» **Extract provided**
[Start of Attachment]
Plus, the professional indemnity claim threat over brokers is ‘a big risk’

By Associate Editor Katie Scott

Last Friday, the Supreme Court put the insurance industry and business owners alike out of their misery by publishing its ruling on the appeals hearing of the FCA’s test case regarding business interruption (BI) claims tied to the coronavirus pandemic.

The six remaining insurers saw their appeals dismissed, while the FCA and the Hiscox Action Group (HAG) had theirs allowed – generally speaking, this means that insurers will be required to pay out on claims that they may initially have refused.

Looking to grasp a better understanding of the fallout following the judgment’s publication, I tuned in to an online educational session provided by Branko Bjelobaba, principal at general insurance FCA compliance consultancy Branko, delivered to the Chartered Insurance Institute’s (CII) London-based members.

Katie Scott_bw_path

Katie Scott

Outlining the results of the ruling to just over 100 attendees over Zoom, Bjelobaba emphasised what he viewed as the “crux” of the matter – “if you can’t articulate intentions, you are going to lose”, he said, responding to the failed insurer argument that their policy wordings were not intended to cover an unprecedented event such as the pandemic.

Any intention must be clearly articulated within the policy documentation, he added.

Other pointers I found interesting included the “wrongly decided” Orient Express v Generali case, which formed the linchpin of insurers’ arguments thanks to the ‘but for’ methodology.

With the Supreme Court now deciding that the original judgement here should be overruled, it does pose a question mark over what happens to the backlog of cases where ‘but for’ testing was used successfully.

Furthermore, the scope of the judgment’s impact could lead to more queries – Bjelobaba reminded attendees that the test case only concerned the first lockdown, which started last March.
[End of Attachment]
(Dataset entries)
[Start of Attachment]
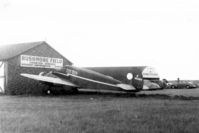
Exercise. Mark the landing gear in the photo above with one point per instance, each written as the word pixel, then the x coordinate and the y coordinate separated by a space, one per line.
pixel 75 90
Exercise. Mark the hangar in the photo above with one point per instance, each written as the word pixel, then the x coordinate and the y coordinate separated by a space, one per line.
pixel 33 57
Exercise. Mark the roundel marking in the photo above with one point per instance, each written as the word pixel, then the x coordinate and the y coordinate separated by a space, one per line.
pixel 129 76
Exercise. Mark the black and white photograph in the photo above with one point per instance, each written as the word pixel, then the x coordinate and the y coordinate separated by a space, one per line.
pixel 108 66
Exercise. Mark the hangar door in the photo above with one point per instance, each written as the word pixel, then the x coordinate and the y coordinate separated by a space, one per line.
pixel 2 77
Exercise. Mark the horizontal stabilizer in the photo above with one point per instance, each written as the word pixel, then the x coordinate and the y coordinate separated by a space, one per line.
pixel 48 79
pixel 126 87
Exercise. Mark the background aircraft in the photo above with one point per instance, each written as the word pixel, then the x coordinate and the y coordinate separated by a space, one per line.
pixel 78 78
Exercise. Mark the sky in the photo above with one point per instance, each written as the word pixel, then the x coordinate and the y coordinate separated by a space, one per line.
pixel 158 33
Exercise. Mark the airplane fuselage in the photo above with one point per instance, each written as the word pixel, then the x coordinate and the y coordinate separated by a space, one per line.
pixel 86 78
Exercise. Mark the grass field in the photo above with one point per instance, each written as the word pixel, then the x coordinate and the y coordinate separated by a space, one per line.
pixel 92 113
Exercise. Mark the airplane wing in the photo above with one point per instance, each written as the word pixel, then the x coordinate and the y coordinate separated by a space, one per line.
pixel 48 79
pixel 122 86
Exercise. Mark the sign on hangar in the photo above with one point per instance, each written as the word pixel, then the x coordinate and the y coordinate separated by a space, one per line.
pixel 34 57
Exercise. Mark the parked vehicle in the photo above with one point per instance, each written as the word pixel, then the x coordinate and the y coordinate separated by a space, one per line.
pixel 181 85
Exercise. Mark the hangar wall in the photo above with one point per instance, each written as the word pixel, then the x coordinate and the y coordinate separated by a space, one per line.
pixel 15 83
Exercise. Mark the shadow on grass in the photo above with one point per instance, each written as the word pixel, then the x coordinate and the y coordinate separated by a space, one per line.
pixel 127 95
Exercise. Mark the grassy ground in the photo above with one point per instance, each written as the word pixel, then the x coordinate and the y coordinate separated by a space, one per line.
pixel 97 113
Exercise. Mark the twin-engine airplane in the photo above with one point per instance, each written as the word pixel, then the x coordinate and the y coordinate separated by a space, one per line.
pixel 78 78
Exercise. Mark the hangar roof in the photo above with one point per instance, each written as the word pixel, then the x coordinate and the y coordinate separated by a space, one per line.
pixel 10 51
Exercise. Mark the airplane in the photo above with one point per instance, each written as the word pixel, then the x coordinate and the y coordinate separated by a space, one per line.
pixel 81 78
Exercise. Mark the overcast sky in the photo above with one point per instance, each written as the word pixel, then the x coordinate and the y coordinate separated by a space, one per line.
pixel 159 33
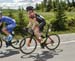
[End of Attachment]
» **Directions for this task**
Reproduce the entire article above on the Supreme Court's business interruption ruling, word for word.

» **Response to this exercise**
Plus, the professional indemnity claim threat over brokers is ‘a big risk’

By Associate Editor Katie Scott

Last Friday, the Supreme Court put the insurance industry and business owners alike out of their misery by publishing its ruling on the appeals hearing of the FCA’s test case regarding business interruption (BI) claims tied to the coronavirus pandemic.

The six remaining insurers saw their appeals dismissed, while the FCA and the Hiscox Action Group (HAG) had theirs allowed – generally speaking, this means that insurers will be required to pay out on claims that they may initially have refused.

Looking to grasp a better understanding of the fallout following the judgment’s publication, I tuned in to an online educational session provided by Branko Bjelobaba, principal at general insurance FCA compliance consultancy Branko, delivered to the Chartered Insurance Institute’s (CII) London-based members.

Katie Scott_bw_path

Katie Scott

Outlining the results of the ruling to just over 100 attendees over Zoom, Bjelobaba emphasised what he viewed as the “crux” of the matter – “if you can’t articulate intentions, you are going to lose”, he said, responding to the failed insurer argument that their policy wordings were not intended to cover an unprecedented event such as the pandemic.

Any intention must be clearly articulated within the policy documentation, he added.

Other pointers I found interesting included the “wrongly decided” Orient Express v Generali case, which formed the linchpin of insurers’ arguments thanks to the ‘but for’ methodology.

With the Supreme Court now deciding that the original judgement here should be overruled, it does pose a question mark over what happens to the backlog of cases where ‘but for’ testing was used successfully.

Furthermore, the scope of the judgment’s impact could lead to more queries – Bjelobaba reminded attendees that the test case only concerned the first lockdown, which started last March.